-- start of Records provided --

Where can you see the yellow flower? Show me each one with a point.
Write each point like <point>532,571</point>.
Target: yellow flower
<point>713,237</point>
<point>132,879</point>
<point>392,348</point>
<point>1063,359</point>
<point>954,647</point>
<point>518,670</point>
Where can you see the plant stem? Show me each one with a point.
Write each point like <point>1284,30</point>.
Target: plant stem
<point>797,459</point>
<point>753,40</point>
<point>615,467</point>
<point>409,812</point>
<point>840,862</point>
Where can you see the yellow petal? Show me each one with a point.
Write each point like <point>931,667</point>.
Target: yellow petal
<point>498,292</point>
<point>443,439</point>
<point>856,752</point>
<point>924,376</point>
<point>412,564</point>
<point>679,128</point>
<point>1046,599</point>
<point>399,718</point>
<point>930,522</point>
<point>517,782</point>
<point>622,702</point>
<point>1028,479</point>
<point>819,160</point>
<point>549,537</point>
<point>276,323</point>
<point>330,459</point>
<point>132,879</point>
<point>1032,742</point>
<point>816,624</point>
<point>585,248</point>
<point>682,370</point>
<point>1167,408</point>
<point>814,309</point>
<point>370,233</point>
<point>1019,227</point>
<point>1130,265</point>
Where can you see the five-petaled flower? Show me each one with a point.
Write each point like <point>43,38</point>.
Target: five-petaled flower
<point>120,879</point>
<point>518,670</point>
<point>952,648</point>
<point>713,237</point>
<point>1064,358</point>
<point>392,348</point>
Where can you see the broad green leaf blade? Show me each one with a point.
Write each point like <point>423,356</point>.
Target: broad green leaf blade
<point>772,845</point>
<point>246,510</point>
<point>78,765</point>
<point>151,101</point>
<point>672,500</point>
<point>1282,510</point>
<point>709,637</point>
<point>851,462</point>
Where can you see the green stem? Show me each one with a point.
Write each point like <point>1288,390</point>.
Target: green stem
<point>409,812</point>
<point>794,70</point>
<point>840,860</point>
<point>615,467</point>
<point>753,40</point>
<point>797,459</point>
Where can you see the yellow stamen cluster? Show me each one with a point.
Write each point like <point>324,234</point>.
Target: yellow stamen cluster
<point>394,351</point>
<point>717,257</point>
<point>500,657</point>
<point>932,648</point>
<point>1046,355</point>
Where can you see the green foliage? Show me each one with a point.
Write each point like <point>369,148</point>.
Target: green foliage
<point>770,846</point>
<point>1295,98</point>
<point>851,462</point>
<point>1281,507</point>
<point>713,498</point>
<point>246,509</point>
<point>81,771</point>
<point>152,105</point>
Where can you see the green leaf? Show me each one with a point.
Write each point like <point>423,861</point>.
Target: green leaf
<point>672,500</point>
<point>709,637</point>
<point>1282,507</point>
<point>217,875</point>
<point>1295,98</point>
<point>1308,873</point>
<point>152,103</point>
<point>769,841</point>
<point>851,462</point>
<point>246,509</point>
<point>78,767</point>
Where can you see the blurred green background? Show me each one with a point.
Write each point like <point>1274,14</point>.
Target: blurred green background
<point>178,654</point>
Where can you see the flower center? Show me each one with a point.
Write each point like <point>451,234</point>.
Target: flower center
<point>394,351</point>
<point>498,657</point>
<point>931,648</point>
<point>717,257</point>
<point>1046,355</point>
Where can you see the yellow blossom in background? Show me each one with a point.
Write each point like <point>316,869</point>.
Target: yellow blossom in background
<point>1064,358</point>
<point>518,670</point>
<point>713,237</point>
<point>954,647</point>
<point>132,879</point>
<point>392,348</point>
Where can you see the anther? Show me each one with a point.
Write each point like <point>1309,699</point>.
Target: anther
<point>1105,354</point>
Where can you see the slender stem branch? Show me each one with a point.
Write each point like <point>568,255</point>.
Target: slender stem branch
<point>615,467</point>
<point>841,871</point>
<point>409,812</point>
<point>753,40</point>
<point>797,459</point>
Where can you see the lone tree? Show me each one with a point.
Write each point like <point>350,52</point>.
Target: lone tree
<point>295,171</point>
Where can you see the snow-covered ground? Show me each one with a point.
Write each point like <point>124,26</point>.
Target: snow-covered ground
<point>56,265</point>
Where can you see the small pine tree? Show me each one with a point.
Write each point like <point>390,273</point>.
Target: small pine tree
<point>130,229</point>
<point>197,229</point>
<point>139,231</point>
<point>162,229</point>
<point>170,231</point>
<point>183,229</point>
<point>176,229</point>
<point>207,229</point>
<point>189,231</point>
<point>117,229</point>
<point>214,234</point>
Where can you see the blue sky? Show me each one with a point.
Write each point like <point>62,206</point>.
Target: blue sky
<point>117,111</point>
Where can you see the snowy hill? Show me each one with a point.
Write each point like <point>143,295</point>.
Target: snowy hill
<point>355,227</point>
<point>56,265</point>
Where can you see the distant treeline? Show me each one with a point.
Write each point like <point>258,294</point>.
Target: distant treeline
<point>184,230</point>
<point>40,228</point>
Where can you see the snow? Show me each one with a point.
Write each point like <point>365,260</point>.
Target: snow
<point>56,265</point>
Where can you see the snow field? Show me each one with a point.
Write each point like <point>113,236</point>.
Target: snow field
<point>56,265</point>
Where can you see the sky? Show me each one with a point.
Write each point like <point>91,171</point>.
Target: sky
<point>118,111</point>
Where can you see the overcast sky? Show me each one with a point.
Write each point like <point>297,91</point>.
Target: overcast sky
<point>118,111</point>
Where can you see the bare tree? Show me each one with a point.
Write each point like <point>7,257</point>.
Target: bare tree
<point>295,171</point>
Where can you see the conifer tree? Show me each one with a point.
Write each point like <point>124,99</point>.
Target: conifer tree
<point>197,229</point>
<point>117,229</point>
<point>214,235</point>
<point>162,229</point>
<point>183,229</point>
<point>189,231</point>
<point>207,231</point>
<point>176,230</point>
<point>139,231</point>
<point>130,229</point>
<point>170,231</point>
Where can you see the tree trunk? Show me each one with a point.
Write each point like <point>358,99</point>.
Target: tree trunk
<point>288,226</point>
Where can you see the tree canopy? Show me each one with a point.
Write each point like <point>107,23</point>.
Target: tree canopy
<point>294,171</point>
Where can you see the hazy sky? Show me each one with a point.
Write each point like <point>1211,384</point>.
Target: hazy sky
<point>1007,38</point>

-- end of Records provided --
-- start of Records provided --

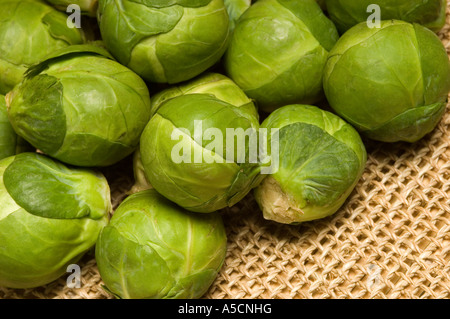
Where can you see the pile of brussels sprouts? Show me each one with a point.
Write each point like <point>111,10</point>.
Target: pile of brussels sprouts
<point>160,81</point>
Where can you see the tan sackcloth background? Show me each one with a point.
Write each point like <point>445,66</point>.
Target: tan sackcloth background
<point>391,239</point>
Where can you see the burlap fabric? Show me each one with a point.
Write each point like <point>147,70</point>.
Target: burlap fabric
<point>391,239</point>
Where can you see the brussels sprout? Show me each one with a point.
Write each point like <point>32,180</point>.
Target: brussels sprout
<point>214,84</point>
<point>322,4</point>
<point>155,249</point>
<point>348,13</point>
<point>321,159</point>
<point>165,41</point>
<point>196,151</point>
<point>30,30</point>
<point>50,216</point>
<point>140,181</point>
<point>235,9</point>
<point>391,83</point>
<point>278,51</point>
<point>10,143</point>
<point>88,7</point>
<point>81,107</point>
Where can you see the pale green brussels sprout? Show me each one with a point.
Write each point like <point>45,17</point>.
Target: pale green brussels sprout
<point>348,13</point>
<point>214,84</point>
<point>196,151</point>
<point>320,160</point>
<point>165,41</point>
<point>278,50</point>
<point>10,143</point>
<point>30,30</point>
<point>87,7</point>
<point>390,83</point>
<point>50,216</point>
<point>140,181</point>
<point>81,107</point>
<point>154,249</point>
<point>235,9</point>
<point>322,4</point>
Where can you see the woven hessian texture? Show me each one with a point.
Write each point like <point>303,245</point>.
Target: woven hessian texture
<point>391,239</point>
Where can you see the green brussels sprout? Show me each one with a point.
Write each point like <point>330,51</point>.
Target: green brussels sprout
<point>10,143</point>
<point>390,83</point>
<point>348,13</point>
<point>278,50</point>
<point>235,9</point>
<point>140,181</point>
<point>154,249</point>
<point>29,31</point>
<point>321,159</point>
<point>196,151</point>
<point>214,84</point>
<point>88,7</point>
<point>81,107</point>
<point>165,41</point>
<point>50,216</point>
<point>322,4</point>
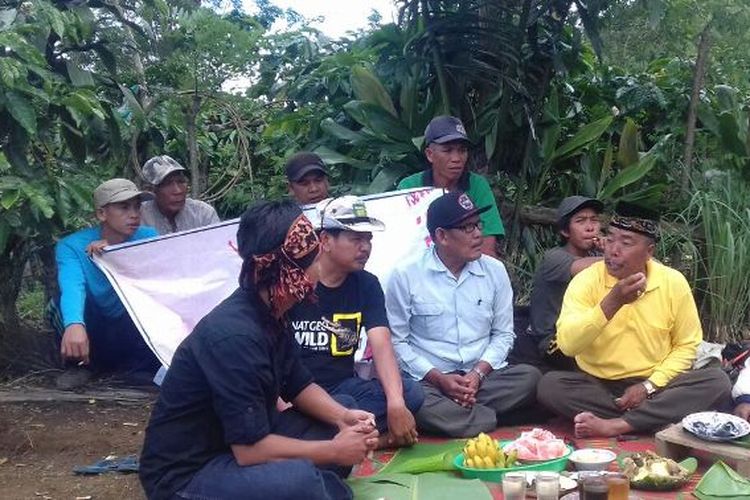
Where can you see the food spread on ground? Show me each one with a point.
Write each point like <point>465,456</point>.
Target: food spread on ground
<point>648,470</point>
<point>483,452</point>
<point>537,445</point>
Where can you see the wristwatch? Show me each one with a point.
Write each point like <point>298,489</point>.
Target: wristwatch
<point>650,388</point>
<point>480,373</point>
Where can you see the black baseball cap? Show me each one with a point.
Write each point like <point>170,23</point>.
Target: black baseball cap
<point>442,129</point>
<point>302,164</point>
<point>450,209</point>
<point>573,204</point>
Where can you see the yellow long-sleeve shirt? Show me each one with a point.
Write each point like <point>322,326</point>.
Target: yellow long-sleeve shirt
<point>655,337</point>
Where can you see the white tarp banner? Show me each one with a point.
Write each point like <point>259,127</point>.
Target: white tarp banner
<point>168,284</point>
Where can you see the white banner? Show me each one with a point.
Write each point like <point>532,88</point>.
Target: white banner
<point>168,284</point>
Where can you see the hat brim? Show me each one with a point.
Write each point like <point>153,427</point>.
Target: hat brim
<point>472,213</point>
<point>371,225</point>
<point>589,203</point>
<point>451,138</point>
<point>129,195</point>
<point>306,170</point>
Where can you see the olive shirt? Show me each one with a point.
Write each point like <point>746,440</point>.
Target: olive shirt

-- end of Records provided --

## [What is being asked]
Duplicate the lines from the one containing "Where can you see the flower" up to and including the one containing "<point>1105,354</point>".

## [Written reply]
Where can you see the flower center? Show me each one with a point.
Write each point like <point>451,234</point>.
Target: flower center
<point>394,351</point>
<point>498,657</point>
<point>931,648</point>
<point>717,257</point>
<point>1046,355</point>
Where can you see the yellow blossom in background? Show me each one with a point.
Write each point like <point>316,869</point>.
Target: yellow blossom in background
<point>1064,358</point>
<point>518,670</point>
<point>713,237</point>
<point>954,647</point>
<point>132,879</point>
<point>392,348</point>
Where can you see the anther? Show me each one with a point.
Write each point like <point>1309,699</point>.
Target: anther
<point>1105,354</point>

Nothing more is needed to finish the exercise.